- _TASK DETAILS_:
Using the entries below, quote exactly the span of lines that begins with the line containing "Would you point at the ear" and ends with the final line.

- _MATERIAL PROVIDED_:
────────

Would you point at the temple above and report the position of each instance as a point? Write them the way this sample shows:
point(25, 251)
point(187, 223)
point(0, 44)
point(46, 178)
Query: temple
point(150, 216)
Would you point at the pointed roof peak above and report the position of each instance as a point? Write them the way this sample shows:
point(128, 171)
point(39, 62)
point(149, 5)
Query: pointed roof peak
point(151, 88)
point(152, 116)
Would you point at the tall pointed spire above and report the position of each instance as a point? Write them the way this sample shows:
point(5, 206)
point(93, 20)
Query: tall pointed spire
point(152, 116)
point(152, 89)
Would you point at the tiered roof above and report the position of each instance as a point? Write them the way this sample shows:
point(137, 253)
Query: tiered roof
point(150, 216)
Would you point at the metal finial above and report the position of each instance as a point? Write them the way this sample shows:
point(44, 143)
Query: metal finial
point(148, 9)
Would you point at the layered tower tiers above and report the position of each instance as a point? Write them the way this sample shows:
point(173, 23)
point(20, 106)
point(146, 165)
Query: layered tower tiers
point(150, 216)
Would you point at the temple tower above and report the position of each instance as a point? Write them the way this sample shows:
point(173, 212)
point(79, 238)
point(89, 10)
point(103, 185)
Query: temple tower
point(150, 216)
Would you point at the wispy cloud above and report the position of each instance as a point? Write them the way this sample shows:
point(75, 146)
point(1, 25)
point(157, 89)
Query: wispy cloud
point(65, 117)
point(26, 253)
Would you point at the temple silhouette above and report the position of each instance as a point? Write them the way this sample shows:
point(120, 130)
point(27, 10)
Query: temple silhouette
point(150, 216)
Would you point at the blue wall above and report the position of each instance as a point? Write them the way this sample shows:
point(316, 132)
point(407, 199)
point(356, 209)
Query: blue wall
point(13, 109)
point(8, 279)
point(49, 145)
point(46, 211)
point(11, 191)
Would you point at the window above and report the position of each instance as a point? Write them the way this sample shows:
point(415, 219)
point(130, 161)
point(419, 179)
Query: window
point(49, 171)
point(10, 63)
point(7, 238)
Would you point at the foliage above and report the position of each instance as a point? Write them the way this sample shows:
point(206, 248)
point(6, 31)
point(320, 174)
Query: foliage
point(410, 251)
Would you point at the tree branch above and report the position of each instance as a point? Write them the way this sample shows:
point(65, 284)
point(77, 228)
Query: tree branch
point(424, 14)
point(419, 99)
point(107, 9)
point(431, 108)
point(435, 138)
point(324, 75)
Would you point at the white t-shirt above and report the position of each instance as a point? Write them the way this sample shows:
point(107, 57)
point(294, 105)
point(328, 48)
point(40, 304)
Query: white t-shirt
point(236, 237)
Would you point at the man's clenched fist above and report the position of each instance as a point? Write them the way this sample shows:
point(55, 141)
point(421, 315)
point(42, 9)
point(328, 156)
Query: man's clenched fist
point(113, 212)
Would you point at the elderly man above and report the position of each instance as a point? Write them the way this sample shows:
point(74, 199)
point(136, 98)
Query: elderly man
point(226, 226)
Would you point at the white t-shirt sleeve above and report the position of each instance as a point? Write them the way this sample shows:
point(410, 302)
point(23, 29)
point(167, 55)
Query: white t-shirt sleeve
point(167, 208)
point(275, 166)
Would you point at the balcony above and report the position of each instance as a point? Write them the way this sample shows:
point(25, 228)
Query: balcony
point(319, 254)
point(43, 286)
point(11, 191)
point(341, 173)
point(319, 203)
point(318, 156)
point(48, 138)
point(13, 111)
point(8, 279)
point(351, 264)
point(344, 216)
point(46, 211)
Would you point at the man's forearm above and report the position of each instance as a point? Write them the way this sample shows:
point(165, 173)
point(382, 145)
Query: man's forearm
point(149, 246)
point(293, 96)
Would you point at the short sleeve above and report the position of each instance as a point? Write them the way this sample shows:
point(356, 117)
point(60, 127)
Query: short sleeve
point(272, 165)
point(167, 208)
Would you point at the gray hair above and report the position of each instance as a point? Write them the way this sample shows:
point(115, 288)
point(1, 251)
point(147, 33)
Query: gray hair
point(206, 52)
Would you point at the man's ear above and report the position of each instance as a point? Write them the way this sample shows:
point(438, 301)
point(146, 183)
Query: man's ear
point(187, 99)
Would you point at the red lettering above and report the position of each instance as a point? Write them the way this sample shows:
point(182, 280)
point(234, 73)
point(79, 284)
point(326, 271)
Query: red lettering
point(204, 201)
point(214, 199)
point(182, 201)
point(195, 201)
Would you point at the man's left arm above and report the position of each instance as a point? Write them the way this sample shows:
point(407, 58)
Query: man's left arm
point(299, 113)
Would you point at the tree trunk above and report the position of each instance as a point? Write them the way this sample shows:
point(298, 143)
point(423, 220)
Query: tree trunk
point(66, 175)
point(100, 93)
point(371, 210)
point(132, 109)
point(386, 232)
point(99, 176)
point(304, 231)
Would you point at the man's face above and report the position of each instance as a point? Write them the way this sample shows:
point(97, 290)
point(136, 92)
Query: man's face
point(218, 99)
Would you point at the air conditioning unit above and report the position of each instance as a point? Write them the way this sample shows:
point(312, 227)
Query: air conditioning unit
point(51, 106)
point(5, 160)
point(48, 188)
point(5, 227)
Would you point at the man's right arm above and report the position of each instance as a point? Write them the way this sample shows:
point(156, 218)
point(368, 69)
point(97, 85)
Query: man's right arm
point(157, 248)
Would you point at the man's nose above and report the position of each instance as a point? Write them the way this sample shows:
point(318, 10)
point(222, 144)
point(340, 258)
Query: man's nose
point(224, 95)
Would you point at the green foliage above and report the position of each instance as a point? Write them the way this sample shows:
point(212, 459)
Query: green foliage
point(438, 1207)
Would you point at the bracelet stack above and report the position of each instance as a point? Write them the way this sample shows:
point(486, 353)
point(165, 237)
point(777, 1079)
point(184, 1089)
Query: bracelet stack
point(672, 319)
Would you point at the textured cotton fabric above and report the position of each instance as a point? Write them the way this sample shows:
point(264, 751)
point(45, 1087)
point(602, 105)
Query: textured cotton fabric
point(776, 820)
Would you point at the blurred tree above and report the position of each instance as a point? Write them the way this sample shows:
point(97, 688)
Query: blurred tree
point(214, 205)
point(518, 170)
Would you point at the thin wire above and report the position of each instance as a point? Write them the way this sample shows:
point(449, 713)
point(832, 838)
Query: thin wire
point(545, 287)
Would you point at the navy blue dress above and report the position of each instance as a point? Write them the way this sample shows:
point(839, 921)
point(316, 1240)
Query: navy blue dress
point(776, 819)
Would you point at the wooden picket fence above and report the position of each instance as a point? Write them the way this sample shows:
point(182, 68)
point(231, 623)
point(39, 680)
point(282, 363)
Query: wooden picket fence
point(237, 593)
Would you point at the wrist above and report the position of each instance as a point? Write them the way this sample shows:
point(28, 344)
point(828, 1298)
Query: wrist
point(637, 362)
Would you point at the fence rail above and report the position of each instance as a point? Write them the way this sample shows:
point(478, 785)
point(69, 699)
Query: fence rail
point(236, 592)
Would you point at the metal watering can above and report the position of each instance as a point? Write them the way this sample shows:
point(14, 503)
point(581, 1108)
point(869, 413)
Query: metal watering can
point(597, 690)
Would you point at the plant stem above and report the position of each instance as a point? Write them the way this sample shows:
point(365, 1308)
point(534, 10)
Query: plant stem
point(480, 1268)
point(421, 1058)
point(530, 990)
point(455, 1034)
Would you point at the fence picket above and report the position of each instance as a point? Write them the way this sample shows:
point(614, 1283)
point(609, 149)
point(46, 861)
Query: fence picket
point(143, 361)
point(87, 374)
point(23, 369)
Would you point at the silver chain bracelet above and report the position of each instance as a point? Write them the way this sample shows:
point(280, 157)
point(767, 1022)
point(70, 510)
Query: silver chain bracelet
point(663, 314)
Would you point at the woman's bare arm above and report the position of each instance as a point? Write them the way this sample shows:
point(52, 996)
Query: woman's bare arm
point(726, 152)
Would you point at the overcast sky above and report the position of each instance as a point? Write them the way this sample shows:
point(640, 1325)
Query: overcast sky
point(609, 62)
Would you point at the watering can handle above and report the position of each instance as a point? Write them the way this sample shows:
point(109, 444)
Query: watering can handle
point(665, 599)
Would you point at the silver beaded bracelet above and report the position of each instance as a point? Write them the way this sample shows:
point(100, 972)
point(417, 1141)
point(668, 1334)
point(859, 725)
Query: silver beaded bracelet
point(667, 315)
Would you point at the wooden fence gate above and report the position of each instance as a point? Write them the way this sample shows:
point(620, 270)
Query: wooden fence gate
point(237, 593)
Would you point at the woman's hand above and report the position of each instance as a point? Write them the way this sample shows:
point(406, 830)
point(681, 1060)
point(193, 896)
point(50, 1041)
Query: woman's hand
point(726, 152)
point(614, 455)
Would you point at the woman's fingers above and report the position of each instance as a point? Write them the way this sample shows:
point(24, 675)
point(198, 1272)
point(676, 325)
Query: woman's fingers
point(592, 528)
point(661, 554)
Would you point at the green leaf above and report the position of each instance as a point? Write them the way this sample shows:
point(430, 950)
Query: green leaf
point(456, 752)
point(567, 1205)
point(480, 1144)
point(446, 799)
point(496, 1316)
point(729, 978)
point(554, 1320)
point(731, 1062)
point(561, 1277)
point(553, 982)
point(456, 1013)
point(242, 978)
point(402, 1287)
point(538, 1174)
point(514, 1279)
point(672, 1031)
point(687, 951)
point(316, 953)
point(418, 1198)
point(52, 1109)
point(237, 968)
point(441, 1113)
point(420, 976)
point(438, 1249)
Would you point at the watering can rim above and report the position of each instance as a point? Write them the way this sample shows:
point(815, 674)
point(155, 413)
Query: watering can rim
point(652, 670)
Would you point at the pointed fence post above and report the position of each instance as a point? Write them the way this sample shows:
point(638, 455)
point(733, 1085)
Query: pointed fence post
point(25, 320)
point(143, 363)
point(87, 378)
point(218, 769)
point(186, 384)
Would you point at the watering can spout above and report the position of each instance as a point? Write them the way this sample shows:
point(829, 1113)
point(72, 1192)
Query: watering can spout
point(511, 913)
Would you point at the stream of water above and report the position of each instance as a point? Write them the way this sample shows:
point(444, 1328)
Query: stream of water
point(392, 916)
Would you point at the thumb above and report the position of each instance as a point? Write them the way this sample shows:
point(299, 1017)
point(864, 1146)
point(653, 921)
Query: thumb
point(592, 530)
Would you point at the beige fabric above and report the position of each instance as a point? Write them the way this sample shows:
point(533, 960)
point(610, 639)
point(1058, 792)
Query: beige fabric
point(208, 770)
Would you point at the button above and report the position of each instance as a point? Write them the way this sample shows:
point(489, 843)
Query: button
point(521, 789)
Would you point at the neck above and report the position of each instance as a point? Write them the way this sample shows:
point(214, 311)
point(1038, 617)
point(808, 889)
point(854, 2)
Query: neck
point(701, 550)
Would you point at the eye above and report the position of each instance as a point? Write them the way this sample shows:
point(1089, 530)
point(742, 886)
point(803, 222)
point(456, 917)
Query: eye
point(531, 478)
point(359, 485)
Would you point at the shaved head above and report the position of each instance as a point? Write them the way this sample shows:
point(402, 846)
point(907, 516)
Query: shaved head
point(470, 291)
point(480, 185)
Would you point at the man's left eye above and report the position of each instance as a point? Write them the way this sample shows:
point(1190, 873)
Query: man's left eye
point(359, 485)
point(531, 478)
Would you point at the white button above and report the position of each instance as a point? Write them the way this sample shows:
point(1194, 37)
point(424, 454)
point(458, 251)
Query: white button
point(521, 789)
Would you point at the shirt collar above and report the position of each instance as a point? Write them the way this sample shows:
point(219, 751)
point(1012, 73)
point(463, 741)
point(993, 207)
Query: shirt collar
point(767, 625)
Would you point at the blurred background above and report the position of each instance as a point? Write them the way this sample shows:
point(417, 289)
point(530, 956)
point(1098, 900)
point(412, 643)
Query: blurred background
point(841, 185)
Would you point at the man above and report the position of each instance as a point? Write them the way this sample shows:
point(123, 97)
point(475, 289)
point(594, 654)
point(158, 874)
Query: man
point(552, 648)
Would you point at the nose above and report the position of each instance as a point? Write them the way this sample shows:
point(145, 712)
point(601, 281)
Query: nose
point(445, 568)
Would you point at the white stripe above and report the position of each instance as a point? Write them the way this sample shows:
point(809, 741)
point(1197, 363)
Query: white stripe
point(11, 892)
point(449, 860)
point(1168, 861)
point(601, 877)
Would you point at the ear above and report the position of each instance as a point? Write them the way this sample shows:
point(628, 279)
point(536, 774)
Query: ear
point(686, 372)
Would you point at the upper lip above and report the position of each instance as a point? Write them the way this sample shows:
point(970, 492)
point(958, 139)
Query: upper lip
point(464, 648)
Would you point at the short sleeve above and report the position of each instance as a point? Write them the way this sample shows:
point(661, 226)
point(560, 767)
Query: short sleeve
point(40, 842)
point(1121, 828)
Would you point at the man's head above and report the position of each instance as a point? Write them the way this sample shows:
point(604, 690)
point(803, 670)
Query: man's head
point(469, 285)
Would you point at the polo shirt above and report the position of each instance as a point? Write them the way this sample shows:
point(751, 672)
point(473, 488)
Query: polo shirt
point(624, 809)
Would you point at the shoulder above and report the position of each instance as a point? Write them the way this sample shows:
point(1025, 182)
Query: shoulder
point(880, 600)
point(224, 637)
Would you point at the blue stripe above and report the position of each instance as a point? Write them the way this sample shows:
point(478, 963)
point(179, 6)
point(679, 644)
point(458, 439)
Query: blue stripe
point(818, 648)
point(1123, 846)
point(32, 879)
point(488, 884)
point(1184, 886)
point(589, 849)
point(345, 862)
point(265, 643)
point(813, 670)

────────

- _OUTPUT_:
Would you point at the ear above and report the position of each instance as a point? Write them the way this sample shows:
point(628, 279)
point(536, 774)
Query: ear
point(686, 372)
Would you point at the upper lip above and report the position of each instance as a point? Write them the way this sample shows:
point(970, 492)
point(958, 139)
Query: upper lip
point(464, 648)
Would you point at the short sleeve above and report the position of each instance as a point? Write them the way this sample shows:
point(661, 226)
point(560, 767)
Query: short sleeve
point(40, 842)
point(1121, 828)
Would you point at the man's head above and report the position of each instance as a point? Write them the way this sample shows:
point(604, 690)
point(803, 670)
Query: man's head
point(469, 285)
Would you point at the polo shirt above and report the position of each instance as a point? Write them the way this sample shows:
point(751, 672)
point(473, 488)
Query: polo shirt
point(624, 809)
Would you point at the shoulder above and report the position of each instance as a point? Write them the way this sample shows:
point(1025, 182)
Query: shoulder
point(880, 600)
point(224, 637)
Would you point at the blue stripe above and report the position of each instance as a point? Write them the way this sample shows:
point(478, 963)
point(179, 6)
point(679, 644)
point(458, 439)
Query: blue stripe
point(818, 648)
point(1123, 846)
point(32, 879)
point(488, 884)
point(1184, 886)
point(589, 849)
point(345, 862)
point(265, 643)
point(813, 670)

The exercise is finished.